● **PROMPT 1**
Reproduce the passage of the TT satnav thread starting with "I've seen these" and going on through "(Mar 9, 2012)", switching "radio" to "head unit".

● **EXCERPTED TEXT**
____________

# TT MK2 satnav unit. confused



## mirinjawbo (Sep 25, 2016)

Hello. I know this has been asked before but I'm still unsure on the answer

I currently just have the basic radio unit in my TT. I am after an upgrade that has built in GPS sat nav. Mp3 player. Maybe built in YouTube etc (using phones internet)

I've seen these on eBay for around 200? Yet I've been reading in search people quoting over 1k for what I'm asking

What am I missing?

All I want is the radio. Mp3 player. Satnav. Maybe few more bits of possible to replace my current boring radio unit

Thanks


----------



## Templar (Mar 9, 2012)

Edit..removed,


----------



## mirinjawbo (Sep 25, 2016)

http://m.ebay.co.uk/itm/Audi-TT-MK2-Qua ... nav=SEARCH

So this is no good? I can't work out why audis version costs like 1100?

Thanks


----------



## ReTTro fit (Nov 9, 2014)

£1100 ???? 
Half that

Sent from my iPhone using Tapatalk


----------



## TT-driver (Sep 14, 2010)

mirinjawbo said:


> http://m.ebay.co.uk/itm/Audi-TT-MK2-Quad-Core-Android-5-1-Car-Headunit-DVD-Stereo-GPS-Sat-Nav-WiFi-3G-BT-/252121934179?nav=SEARCH
> 
> So this is no good? I can't work out why audis version costs like 1100?
> 
> Thanks


2 totally different things. Audi is Audi. Original, tested between Death Valley and the North Pole, perhaps slightly old-fashioned but fully integrates with the car and works.

That ebay thing is a smart phone computer with some additional hardware packaged in what looks like an Audi head unit. It may look like what you need, but it could turn out to be a hobby project that ends nowhere.

If it's quality you're after, original Audi or a reputable car audio brand are the better bets. That's my take.


----------



## mirinjawbo (Sep 25, 2016)

I was ideally looking to spend 300 max. Might have to up that. Thanks


----------



## Craig_09 (Jul 20, 2015)

How about the Pioneer DA-120? Apple CarPlay, Bluetooth, USB, ability for reverse camera etc


----------



## ReTTro fit (Nov 9, 2014)

Just bought one of these for my sons mk5 golf 
Brilliant unit for the money

Sent from my iPhone using Tapatalk


----------



## mirinjawbo (Sep 25, 2016)

Looks good. But when I put in my reg it says not compatible

TT tfsi 2. 0 s line black edition


----------



## ReTTro fit (Nov 9, 2014)

Don't believe things you read on web pages

There's a pic above of one installed, you don't need any more proof than that !

It's a double din stereo, simples, any double din stereo will fit in your car

Sent from my iPhone using Tapatalk


----------



## mirinjawbo (Sep 25, 2016)

Thanks for all your help.
http://xtrons.co.uk/tl109a-10-1-android ... tereo.html

10. 1 inch. ? GPS. Android play

Half the price at least of the others and does everything I want? Again I must be missing something


----------



## Bobo2211 (Sep 27, 2015)

You will suffer from bad audio quality with those chinese anroid headunit, that's from my own experience


----------



## ReTTro fit (Nov 9, 2014)

____________

[Saved data entries]

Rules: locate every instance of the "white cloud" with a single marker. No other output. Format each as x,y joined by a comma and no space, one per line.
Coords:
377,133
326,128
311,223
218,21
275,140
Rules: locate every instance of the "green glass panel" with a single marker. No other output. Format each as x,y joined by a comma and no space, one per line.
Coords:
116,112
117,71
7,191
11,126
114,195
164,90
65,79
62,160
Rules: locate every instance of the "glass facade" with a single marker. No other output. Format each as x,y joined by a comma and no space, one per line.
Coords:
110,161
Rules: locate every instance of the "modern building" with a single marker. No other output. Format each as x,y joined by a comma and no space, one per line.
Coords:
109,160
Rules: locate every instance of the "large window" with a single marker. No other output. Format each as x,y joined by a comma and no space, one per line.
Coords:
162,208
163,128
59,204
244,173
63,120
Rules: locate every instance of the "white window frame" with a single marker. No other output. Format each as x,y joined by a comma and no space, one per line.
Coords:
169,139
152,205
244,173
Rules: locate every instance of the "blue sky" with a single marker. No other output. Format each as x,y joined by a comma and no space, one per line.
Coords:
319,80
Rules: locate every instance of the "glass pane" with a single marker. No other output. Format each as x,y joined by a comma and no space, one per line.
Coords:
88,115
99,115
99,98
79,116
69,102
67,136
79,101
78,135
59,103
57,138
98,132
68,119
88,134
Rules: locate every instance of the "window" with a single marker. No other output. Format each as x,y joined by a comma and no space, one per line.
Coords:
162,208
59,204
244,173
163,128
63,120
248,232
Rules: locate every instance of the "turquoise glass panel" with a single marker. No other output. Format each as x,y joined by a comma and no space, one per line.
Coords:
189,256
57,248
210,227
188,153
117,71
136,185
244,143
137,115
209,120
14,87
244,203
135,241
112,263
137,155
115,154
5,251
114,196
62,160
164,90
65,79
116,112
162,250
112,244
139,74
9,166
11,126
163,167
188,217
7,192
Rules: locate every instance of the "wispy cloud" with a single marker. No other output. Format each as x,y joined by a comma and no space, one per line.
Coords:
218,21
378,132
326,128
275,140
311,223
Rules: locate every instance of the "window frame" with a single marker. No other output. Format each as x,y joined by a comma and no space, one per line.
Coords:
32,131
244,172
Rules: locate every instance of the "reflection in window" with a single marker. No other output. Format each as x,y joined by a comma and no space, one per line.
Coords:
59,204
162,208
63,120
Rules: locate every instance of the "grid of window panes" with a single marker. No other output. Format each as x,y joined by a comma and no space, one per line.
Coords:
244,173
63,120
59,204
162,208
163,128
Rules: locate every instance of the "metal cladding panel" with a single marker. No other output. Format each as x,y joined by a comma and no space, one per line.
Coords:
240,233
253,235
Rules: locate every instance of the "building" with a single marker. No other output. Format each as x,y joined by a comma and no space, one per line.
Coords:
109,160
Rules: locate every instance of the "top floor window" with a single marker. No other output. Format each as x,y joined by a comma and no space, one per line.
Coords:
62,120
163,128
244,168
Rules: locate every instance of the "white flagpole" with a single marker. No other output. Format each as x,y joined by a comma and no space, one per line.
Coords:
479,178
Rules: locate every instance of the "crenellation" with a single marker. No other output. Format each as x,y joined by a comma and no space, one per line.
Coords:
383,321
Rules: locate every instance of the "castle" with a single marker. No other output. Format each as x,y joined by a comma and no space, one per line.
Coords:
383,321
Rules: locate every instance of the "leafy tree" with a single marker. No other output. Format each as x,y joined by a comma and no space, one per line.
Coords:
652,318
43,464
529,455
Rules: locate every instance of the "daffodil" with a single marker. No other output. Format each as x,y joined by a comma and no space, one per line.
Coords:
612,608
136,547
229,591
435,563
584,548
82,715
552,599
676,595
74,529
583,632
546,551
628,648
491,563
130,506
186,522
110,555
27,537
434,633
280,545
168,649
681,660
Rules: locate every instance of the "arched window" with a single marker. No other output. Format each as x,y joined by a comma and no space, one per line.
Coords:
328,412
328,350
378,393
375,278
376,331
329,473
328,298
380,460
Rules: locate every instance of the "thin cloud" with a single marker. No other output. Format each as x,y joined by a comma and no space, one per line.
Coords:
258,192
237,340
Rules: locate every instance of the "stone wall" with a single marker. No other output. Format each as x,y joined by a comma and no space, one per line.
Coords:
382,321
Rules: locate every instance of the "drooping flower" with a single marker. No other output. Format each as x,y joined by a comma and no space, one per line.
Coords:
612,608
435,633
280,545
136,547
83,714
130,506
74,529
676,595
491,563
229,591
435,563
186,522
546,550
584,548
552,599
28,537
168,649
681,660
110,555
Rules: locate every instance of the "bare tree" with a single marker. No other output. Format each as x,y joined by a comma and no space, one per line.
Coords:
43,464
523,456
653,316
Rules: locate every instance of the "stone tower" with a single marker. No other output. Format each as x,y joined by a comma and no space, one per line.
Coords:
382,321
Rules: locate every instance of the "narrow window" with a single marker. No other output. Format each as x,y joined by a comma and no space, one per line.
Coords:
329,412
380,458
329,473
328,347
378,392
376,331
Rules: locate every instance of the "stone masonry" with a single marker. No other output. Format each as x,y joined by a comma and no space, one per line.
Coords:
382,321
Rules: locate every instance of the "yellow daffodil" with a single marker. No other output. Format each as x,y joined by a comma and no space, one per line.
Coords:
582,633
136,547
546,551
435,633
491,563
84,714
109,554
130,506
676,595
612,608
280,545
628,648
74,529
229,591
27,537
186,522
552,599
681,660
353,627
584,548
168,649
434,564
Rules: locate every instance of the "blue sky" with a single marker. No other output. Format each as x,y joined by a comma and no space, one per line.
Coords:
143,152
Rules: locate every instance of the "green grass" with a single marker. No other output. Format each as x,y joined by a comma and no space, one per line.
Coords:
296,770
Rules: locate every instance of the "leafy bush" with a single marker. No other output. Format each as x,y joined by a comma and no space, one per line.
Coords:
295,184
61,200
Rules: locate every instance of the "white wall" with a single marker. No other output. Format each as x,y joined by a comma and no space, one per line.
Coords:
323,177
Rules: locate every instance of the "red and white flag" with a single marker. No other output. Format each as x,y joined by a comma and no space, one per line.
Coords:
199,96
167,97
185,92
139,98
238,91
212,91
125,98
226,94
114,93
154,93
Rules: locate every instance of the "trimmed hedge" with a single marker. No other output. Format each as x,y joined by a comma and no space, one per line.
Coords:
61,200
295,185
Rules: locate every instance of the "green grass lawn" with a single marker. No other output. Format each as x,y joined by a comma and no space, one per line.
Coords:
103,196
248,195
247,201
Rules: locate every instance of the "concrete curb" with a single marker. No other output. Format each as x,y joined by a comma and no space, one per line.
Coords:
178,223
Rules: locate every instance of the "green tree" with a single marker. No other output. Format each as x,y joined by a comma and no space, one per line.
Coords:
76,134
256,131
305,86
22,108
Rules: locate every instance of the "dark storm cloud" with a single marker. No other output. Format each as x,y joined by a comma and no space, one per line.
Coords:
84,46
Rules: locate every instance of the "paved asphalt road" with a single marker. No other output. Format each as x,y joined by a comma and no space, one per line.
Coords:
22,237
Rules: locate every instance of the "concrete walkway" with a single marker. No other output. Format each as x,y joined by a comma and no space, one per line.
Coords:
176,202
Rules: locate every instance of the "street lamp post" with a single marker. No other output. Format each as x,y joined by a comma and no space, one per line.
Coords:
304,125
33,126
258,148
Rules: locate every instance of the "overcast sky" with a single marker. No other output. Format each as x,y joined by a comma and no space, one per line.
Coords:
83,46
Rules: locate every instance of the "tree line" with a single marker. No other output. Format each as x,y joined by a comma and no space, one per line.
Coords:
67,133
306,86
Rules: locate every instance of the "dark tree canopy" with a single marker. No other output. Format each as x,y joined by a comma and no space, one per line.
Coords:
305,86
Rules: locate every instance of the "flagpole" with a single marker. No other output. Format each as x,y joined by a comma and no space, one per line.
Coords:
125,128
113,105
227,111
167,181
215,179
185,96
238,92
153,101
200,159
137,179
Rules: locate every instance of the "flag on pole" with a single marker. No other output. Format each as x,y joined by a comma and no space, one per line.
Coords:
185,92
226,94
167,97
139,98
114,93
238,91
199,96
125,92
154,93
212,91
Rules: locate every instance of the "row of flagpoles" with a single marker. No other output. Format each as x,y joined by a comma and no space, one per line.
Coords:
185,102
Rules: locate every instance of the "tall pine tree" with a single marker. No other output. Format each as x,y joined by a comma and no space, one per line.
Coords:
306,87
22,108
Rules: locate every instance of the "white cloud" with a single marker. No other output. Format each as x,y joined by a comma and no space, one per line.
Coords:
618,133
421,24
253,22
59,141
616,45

____________

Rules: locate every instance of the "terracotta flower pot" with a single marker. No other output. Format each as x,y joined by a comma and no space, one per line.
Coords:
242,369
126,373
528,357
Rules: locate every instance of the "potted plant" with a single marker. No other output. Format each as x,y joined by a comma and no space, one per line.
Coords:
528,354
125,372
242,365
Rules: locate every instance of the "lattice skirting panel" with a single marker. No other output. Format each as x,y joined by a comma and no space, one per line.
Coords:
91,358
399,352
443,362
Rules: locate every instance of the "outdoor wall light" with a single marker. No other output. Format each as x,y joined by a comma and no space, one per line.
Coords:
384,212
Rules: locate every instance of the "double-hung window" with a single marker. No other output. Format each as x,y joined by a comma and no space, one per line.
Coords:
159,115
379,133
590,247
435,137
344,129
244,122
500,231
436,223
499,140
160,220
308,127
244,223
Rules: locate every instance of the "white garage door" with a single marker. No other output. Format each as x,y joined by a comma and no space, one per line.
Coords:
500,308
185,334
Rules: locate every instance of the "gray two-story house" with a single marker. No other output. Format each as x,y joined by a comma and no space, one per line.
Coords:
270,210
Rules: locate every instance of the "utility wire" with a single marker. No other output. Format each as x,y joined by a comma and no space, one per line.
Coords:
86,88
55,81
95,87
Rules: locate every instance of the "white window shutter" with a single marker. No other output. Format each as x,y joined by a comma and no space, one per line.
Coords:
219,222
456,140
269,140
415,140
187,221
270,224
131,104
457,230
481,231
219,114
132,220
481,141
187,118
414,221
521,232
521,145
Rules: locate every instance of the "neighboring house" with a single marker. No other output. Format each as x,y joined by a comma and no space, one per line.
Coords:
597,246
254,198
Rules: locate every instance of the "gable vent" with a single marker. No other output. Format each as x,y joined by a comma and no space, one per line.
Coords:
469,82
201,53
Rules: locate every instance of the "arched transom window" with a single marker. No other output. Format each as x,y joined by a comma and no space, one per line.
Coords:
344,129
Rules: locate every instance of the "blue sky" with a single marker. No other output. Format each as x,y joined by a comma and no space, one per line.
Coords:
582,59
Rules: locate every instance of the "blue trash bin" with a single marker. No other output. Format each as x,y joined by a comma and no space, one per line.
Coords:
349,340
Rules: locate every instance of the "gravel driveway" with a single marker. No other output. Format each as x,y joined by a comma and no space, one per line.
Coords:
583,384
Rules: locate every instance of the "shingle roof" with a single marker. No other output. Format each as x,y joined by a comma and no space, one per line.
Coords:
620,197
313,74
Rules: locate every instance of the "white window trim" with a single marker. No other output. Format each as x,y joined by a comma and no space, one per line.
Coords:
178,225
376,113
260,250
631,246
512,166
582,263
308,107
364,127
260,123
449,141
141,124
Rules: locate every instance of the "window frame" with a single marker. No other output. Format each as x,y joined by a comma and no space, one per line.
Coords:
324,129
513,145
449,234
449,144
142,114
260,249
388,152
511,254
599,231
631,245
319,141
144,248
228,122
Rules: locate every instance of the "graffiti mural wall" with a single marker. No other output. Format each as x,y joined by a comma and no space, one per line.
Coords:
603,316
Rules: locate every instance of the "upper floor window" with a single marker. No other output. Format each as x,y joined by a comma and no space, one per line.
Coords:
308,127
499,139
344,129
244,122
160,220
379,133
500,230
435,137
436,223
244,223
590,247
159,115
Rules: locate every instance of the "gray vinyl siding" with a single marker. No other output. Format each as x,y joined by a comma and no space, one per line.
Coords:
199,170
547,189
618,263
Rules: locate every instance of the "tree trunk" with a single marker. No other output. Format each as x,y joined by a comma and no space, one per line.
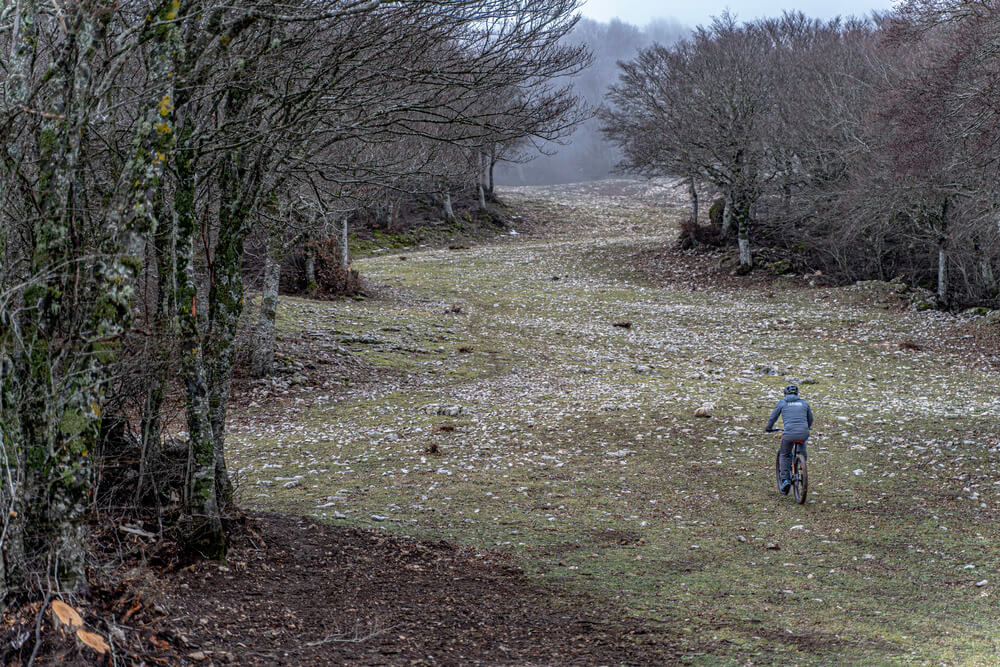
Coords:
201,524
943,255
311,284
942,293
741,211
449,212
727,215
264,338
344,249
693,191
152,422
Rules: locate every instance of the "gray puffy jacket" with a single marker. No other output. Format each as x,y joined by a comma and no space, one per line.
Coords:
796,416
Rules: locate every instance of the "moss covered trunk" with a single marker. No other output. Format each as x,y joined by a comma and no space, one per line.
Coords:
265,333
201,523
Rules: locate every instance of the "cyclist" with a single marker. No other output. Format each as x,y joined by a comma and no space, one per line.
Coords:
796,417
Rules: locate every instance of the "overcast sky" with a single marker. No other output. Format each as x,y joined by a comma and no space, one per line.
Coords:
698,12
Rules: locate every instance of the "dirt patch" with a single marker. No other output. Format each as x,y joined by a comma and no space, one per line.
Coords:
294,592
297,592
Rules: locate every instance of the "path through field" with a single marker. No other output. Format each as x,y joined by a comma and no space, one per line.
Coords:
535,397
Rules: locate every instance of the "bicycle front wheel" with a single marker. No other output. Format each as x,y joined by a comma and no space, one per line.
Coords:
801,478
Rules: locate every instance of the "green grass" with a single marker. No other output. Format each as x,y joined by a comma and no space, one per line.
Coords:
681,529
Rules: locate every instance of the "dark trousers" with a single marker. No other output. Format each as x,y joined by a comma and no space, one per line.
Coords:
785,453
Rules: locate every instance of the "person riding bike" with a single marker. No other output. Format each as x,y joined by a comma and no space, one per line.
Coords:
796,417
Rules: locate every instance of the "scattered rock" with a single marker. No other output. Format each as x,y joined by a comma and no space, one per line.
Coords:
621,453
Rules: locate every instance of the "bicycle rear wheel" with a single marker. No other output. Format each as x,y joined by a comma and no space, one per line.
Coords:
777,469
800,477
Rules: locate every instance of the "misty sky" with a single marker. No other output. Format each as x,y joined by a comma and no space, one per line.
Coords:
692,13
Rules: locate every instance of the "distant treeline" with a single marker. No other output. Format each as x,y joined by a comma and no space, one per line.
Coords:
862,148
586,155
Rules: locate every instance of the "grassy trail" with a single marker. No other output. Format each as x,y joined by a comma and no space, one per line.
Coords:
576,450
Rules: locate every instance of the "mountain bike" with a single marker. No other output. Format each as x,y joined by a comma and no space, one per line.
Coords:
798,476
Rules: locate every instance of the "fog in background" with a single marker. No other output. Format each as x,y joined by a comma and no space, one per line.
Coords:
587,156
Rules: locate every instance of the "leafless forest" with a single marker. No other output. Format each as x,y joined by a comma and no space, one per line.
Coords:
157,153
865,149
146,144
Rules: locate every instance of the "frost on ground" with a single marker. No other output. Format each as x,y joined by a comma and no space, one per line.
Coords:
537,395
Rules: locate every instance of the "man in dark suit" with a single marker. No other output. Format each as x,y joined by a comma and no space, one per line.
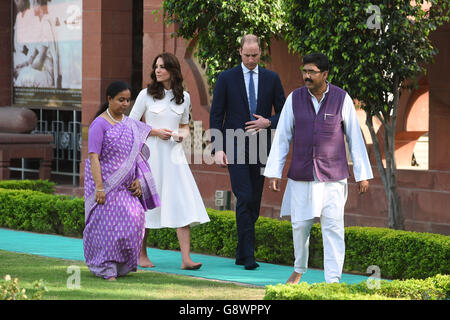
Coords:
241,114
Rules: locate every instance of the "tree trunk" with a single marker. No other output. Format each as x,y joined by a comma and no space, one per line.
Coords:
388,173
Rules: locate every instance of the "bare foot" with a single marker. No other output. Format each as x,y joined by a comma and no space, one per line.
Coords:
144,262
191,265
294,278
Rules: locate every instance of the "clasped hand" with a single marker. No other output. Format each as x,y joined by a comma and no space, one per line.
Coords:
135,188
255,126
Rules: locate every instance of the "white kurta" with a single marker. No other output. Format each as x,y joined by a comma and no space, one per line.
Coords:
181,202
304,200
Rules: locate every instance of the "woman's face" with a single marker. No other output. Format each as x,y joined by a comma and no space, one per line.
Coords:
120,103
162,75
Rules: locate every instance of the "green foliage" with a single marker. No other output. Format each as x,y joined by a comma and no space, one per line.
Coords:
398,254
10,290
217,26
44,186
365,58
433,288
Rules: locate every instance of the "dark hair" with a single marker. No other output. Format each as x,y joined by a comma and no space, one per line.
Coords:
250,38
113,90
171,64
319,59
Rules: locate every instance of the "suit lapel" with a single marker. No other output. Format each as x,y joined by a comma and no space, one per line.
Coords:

____________

● **PROMPT 2**
How many lines in the saved data entries contain the string "daffodil"? Reply with the number only.

● **EXERCISE RESPONSE 1**
I've seen these on eBay for around 200? Yet I've been reading in search people quoting over 1k for what I'm asking

What am I missing?

All I want is the head unit. Mp3 player. Satnav. Maybe few more bits of possible to replace my current boring head unit unit

Thanks


----------



## Templar (Mar 9, 2012)

● **EXERCISE RESPONSE 2**
2